Material provided:
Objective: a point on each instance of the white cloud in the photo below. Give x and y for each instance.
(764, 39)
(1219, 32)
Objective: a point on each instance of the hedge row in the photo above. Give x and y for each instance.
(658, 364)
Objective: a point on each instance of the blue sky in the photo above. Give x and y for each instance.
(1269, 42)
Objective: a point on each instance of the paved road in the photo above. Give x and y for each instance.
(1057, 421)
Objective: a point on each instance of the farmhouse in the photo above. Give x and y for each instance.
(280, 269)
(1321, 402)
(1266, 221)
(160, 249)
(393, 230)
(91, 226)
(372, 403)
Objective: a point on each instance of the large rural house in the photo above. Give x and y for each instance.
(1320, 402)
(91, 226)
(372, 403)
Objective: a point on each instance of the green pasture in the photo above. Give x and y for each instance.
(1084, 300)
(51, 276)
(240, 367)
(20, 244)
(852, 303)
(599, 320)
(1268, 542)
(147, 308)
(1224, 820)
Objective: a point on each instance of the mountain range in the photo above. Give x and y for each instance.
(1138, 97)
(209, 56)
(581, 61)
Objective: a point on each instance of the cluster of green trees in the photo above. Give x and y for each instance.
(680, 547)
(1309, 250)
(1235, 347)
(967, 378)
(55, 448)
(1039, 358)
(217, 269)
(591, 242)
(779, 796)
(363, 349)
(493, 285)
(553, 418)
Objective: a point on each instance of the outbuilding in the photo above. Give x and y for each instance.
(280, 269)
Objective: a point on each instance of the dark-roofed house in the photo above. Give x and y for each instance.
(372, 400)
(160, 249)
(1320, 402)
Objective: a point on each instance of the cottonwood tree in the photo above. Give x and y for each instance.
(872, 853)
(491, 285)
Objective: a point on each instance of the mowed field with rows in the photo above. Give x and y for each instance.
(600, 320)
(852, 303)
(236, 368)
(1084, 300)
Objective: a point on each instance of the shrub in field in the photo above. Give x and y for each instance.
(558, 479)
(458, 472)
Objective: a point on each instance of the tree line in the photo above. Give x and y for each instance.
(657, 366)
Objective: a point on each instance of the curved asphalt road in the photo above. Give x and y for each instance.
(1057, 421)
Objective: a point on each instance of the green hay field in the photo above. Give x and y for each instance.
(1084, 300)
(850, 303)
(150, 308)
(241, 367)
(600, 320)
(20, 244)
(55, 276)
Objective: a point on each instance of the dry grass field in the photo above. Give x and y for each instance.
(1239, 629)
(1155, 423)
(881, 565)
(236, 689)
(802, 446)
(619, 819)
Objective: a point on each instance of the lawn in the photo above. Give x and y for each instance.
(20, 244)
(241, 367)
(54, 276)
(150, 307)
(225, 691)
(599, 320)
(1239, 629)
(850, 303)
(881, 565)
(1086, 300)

Work task:
Each record must be output exactly, with none omitted.

Response to this task:
Objective: a point on each instance of the white cloud in the photo below. Give x and y for each instance.
(764, 39)
(1219, 32)
Objective: a point on each instance of the hedge row in the photo above. Give x and y for each instance.
(658, 364)
Objective: a point on each instance of the blue sky in the photo above. Give x and y for each instance.
(1269, 42)
Objective: a point on each instance of the paved road in the photo above. Give x and y for each instance.
(1057, 421)
Objective: a point on each instance of the farmhouse in the photo above. Give x and y for each instance.
(280, 269)
(1321, 402)
(1266, 221)
(160, 249)
(393, 230)
(91, 226)
(372, 403)
Objective: a point on each instance of the large rural house in the photo above. Give x and y for each instance.
(1320, 402)
(91, 226)
(372, 403)
Objective: a point on each instance of the green pasture in the photo above. Give x and y for each instance.
(1084, 300)
(51, 276)
(240, 367)
(20, 244)
(852, 303)
(599, 320)
(1268, 542)
(147, 308)
(1224, 820)
Objective: a point on each instance of the mountain range in the photo above. Give x and y for each instance.
(1138, 97)
(209, 56)
(581, 61)
Objective: a point on each instance of the cluster of green trees in the photo above. Give x and y for each instance.
(680, 547)
(1309, 250)
(1235, 347)
(967, 378)
(55, 448)
(1039, 358)
(217, 269)
(591, 242)
(779, 796)
(363, 349)
(493, 285)
(553, 418)
Objective: a point on each instance of the outbuilding in the photo above. Give x and y for each instance.
(280, 269)
Objective: a point on each instance of the dark-roofed house in the photo above. Give x and y for each instance.
(372, 400)
(160, 249)
(1320, 402)
Objective: a point on each instance of the cottonwood tree in the photo above. Give x and y for each instance.
(872, 853)
(491, 285)
Objective: a point on each instance of the mowed field with rows in the photo above. Give x and y for each instance.
(600, 320)
(852, 303)
(236, 368)
(1084, 300)
Objective: a point on each instance of the shrub in field in the photo above. Give x and y for each instance.
(558, 479)
(458, 472)
Objective: a point on each instance of the tree line in the photo above. Give x and y for each instance.
(657, 366)
Objective: a point on each instance of the curved asphalt road in the photo above. Give x and y for each instance.
(1057, 421)
Objective: a point on each instance of the green hay field in the photo above. Give x and y for each instance.
(1084, 300)
(850, 303)
(150, 308)
(241, 367)
(600, 320)
(20, 244)
(55, 276)
Objective: a point on each instance of the dry grass field in the photo above. Give x and y for each instance.
(1239, 629)
(1155, 423)
(881, 565)
(236, 689)
(802, 446)
(619, 819)
Objective: a point on each instance of the lawn in the photo above. Give x and y for each instance.
(20, 244)
(241, 367)
(54, 276)
(150, 307)
(225, 691)
(599, 320)
(1239, 629)
(850, 303)
(881, 565)
(1086, 300)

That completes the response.